━━━ Records for the task

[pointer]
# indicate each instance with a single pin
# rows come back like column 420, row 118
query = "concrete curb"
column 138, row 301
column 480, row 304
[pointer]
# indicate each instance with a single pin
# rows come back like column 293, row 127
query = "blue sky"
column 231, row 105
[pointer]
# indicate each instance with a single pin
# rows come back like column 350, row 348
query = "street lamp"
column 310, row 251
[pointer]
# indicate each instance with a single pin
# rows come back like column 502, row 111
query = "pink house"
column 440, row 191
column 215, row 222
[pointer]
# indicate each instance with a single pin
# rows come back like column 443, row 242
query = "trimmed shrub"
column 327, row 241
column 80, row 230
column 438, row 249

━━━━━━
━━━ Records for the task

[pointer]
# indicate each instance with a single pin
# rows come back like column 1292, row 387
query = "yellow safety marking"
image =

━━━━━━

- **Work instructions**
Please show, exactly as written, every line above that contains the word "come".

- **Written solution**
# rows come back like column 420, row 118
# rows come back like column 293, row 127
# rows come back like column 350, row 348
# rows come back like column 502, row 111
# rows come back like column 443, row 242
# rows come back like column 1292, row 387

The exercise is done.